— What the exercise asks —
Count the lines in the entries below that contain the string "lionfish" with its case matching, and reply with only that number.

-- BEGIN Material for this task --

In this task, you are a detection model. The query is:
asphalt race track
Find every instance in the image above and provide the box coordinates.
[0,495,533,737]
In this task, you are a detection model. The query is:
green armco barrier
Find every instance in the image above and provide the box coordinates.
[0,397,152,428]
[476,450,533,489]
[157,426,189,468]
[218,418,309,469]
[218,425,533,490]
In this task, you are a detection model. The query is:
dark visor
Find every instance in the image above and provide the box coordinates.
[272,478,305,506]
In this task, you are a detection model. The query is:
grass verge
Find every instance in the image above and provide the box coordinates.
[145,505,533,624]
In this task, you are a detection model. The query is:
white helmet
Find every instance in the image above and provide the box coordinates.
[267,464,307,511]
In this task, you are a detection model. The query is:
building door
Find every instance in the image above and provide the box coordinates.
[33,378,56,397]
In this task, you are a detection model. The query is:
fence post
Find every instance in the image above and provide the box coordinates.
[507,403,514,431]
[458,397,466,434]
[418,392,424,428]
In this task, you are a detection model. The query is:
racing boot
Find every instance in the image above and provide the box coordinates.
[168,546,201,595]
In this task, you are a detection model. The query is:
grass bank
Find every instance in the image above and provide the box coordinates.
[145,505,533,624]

-- END Material for this task --
-- BEGIN Material for this task --

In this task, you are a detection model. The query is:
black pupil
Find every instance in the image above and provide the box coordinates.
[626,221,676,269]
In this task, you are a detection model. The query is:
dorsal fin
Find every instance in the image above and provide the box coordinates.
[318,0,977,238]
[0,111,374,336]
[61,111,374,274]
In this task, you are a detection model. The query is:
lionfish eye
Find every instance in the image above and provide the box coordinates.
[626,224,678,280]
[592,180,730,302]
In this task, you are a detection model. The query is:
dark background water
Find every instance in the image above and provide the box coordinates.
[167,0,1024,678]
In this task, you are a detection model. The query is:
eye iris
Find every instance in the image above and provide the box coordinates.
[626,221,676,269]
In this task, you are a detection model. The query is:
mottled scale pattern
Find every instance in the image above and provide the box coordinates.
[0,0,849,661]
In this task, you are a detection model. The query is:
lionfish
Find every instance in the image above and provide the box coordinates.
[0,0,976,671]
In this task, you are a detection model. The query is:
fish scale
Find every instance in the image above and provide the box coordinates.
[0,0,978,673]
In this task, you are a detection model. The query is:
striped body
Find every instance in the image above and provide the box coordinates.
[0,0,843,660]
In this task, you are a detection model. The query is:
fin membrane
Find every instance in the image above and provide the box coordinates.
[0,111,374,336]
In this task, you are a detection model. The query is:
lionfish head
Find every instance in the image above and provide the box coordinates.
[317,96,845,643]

-- END Material for this task --

— Result —
3